WHAT THE EXERCISE ASKS
Set down the full listing exactly as given. Any pictures are to be left out.

DATA SECTION
━━━

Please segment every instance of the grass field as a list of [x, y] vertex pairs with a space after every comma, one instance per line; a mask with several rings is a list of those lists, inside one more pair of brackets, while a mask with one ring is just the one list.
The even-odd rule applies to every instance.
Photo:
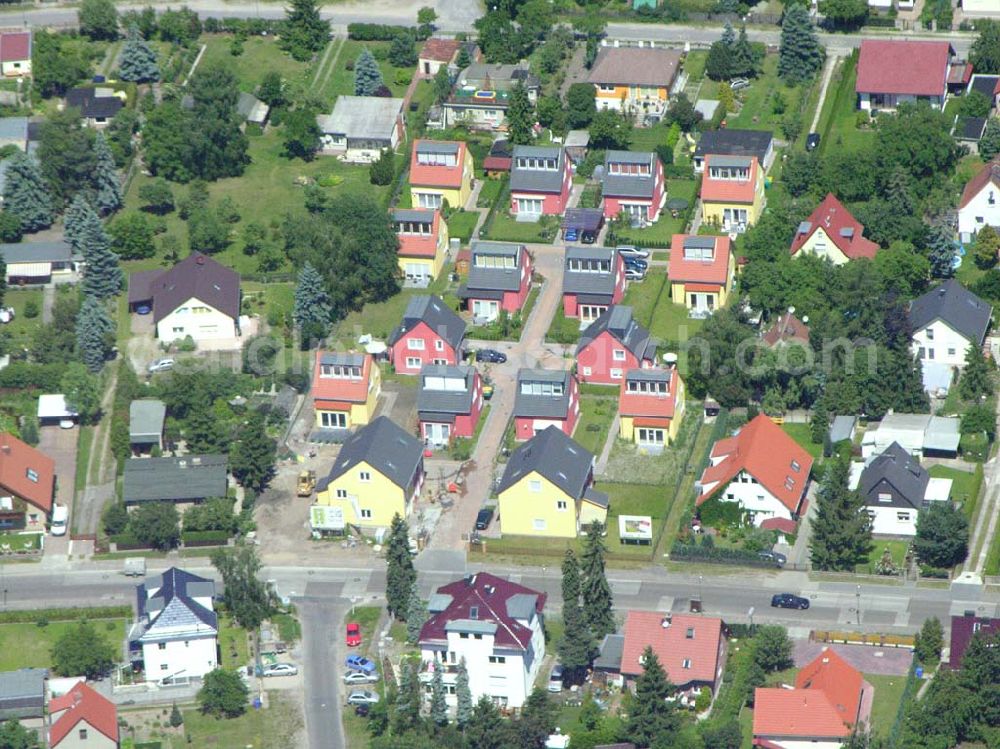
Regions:
[[559, 233], [559, 218], [543, 216], [541, 221], [518, 221], [505, 210], [493, 216], [486, 239], [497, 242], [539, 242], [551, 244]]
[[[94, 619], [91, 623], [115, 653], [121, 651], [125, 639], [124, 619]], [[44, 627], [33, 622], [0, 624], [0, 671], [51, 668], [52, 646], [76, 625], [76, 622], [50, 622]]]
[[[329, 77], [327, 77], [326, 72], [323, 73], [326, 83], [319, 91], [319, 97], [322, 100], [328, 101], [332, 106], [338, 96], [354, 94], [354, 71], [348, 70], [348, 65], [353, 66], [354, 61], [358, 59], [358, 55], [365, 47], [372, 54], [381, 56], [382, 52], [388, 52], [389, 42], [358, 42], [353, 39], [345, 41], [340, 48], [333, 72], [329, 73]], [[388, 60], [379, 60], [379, 68], [382, 70], [382, 80], [392, 91], [392, 95], [402, 97], [406, 93], [408, 84], [396, 82], [396, 74], [400, 69], [393, 67]], [[413, 70], [407, 69], [407, 72], [412, 73]]]
[[184, 710], [184, 726], [168, 737], [164, 749], [283, 749], [302, 728], [302, 716], [294, 702], [281, 692], [268, 692], [268, 707], [249, 709], [239, 718], [220, 719], [202, 715], [198, 710]]
[[826, 101], [819, 117], [818, 132], [822, 136], [820, 150], [857, 149], [864, 147], [873, 137], [873, 130], [859, 130], [857, 126], [857, 57], [852, 55], [840, 64], [826, 92]]
[[823, 446], [817, 445], [812, 441], [812, 434], [808, 424], [782, 424], [781, 429], [814, 458], [819, 458], [823, 455]]
[[274, 37], [251, 36], [243, 43], [243, 54], [234, 57], [229, 53], [232, 34], [205, 34], [201, 43], [205, 54], [198, 68], [213, 64], [228, 67], [236, 75], [240, 90], [247, 93], [260, 85], [264, 76], [273, 70], [281, 73], [286, 85], [296, 90], [308, 85], [312, 66], [307, 62], [296, 62], [281, 47]]
[[683, 305], [670, 300], [670, 283], [662, 268], [650, 270], [645, 281], [630, 283], [622, 303], [631, 305], [635, 319], [663, 341], [689, 340], [704, 324], [689, 318]]
[[576, 343], [580, 338], [580, 320], [576, 317], [566, 317], [562, 305], [556, 307], [556, 313], [549, 323], [545, 340], [554, 343]]
[[859, 564], [855, 571], [862, 574], [874, 574], [875, 566], [882, 560], [882, 555], [885, 553], [886, 549], [889, 549], [889, 554], [892, 557], [892, 563], [897, 567], [902, 567], [903, 561], [906, 559], [906, 550], [909, 548], [909, 541], [887, 541], [885, 539], [876, 538], [872, 542], [872, 550], [868, 554], [868, 561]]
[[573, 439], [585, 448], [600, 455], [608, 437], [608, 428], [618, 409], [618, 391], [608, 388], [606, 396], [583, 395], [580, 397], [580, 421], [577, 422]]
[[[5, 307], [14, 308], [14, 319], [3, 327], [3, 331], [10, 336], [9, 348], [30, 348], [31, 339], [42, 324], [41, 289], [8, 289], [3, 301]], [[24, 311], [31, 305], [34, 305], [35, 314], [28, 317]]]
[[250, 663], [250, 643], [245, 629], [238, 627], [230, 616], [220, 619], [219, 651], [223, 668], [239, 668]]
[[896, 721], [899, 701], [903, 699], [903, 688], [906, 686], [906, 676], [865, 674], [865, 681], [875, 688], [871, 715], [872, 730], [876, 736], [885, 738]]
[[976, 474], [947, 466], [931, 466], [928, 471], [934, 478], [951, 479], [951, 499], [960, 502], [965, 516], [972, 522], [979, 501], [979, 487], [982, 481]]
[[[698, 183], [693, 179], [671, 179], [667, 181], [667, 200], [684, 198], [689, 205], [695, 201]], [[674, 218], [670, 211], [664, 209], [659, 220], [652, 226], [642, 229], [622, 229], [616, 232], [617, 239], [622, 244], [639, 244], [643, 247], [669, 248], [674, 234], [682, 234], [687, 230], [685, 218]]]

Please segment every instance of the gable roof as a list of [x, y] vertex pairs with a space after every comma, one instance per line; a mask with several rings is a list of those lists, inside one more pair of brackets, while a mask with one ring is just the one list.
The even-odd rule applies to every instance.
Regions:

━━━

SOLUTION BELOW
Please segment every instance of the grass field as a list of [x, y] vertex pairs with a space after every comma, one instance per line; a mask with several rings is a list of those lists, inside one more pair of brackets, while a mask with one ring is just the one list.
The even-odd rule applies to every instance.
Photo:
Regions:
[[559, 233], [559, 218], [543, 216], [541, 221], [518, 221], [505, 210], [493, 216], [486, 239], [497, 242], [539, 242], [551, 244]]
[[[94, 619], [91, 623], [115, 653], [121, 651], [125, 639], [124, 619]], [[44, 627], [33, 622], [0, 624], [0, 671], [51, 668], [52, 646], [76, 625], [76, 622], [50, 622]]]
[[[329, 77], [327, 77], [326, 72], [323, 73], [326, 83], [319, 91], [319, 97], [322, 100], [328, 101], [332, 106], [338, 96], [354, 94], [354, 71], [348, 70], [348, 65], [353, 66], [354, 61], [358, 59], [358, 55], [365, 47], [372, 54], [381, 56], [382, 52], [388, 52], [389, 42], [358, 42], [353, 39], [345, 41], [340, 48], [333, 72], [329, 73]], [[388, 60], [379, 60], [379, 68], [382, 70], [382, 80], [392, 91], [392, 95], [402, 97], [406, 93], [408, 84], [396, 82], [396, 74], [400, 69], [393, 67]], [[413, 70], [407, 69], [407, 72], [412, 73]]]
[[184, 710], [184, 726], [168, 737], [164, 749], [283, 749], [302, 728], [302, 716], [294, 702], [281, 692], [268, 692], [268, 707], [249, 709], [239, 718], [220, 719], [202, 715], [198, 710]]
[[826, 101], [819, 117], [818, 132], [822, 136], [820, 150], [857, 149], [864, 147], [873, 137], [873, 130], [859, 130], [857, 126], [857, 57], [852, 55], [840, 64], [826, 92]]
[[823, 446], [817, 445], [812, 441], [812, 434], [808, 424], [782, 424], [781, 429], [814, 458], [819, 458], [823, 455]]
[[274, 37], [251, 36], [243, 43], [243, 54], [234, 57], [229, 53], [232, 34], [205, 34], [201, 43], [205, 54], [198, 68], [213, 64], [228, 67], [236, 75], [240, 90], [247, 93], [260, 85], [264, 76], [273, 70], [281, 73], [286, 85], [296, 90], [308, 85], [312, 66], [307, 62], [296, 62], [281, 47]]
[[683, 305], [670, 300], [670, 283], [662, 268], [650, 270], [645, 281], [630, 283], [622, 303], [631, 305], [635, 319], [663, 341], [689, 340], [704, 324], [689, 318]]
[[576, 343], [580, 338], [580, 320], [576, 317], [566, 317], [562, 305], [556, 307], [556, 313], [549, 323], [545, 340], [554, 343]]
[[859, 564], [855, 571], [862, 574], [874, 574], [875, 566], [882, 560], [882, 555], [885, 553], [886, 549], [889, 549], [889, 554], [892, 557], [892, 563], [897, 567], [902, 567], [903, 561], [906, 559], [906, 550], [909, 548], [909, 541], [887, 541], [885, 539], [876, 538], [872, 542], [872, 550], [868, 554], [868, 561]]
[[573, 439], [585, 448], [600, 455], [608, 437], [608, 428], [618, 409], [618, 391], [608, 388], [606, 396], [583, 395], [580, 397], [580, 421], [577, 422]]
[[[5, 307], [14, 308], [14, 319], [3, 327], [3, 331], [10, 336], [9, 348], [30, 348], [31, 339], [42, 324], [41, 289], [8, 289], [3, 301]], [[24, 311], [31, 305], [34, 305], [35, 314], [28, 317]]]
[[250, 663], [250, 643], [245, 629], [238, 627], [230, 616], [220, 619], [219, 651], [223, 668], [239, 668]]
[[896, 721], [899, 701], [903, 699], [903, 688], [906, 686], [906, 676], [865, 674], [865, 681], [875, 688], [871, 715], [872, 730], [876, 736], [885, 738]]
[[976, 474], [947, 466], [931, 466], [928, 471], [934, 478], [951, 479], [951, 499], [960, 502], [965, 516], [972, 522], [979, 501], [979, 487], [982, 481]]
[[[698, 183], [693, 179], [671, 179], [667, 181], [667, 200], [684, 198], [689, 205], [695, 201]], [[674, 218], [670, 211], [664, 209], [659, 220], [652, 226], [642, 229], [622, 229], [616, 232], [617, 239], [622, 244], [639, 244], [643, 247], [669, 248], [674, 234], [682, 234], [687, 230], [685, 218]]]

Please segment every instance of the gable roof as a list of [x, y] vertex pairs with a space after every comma, one instance per line; a mask with several rings is a list of those lists, inside one more pair of brackets, while a mask with one ring is just the one list.
The even-odd rule applies to every instance.
Regions:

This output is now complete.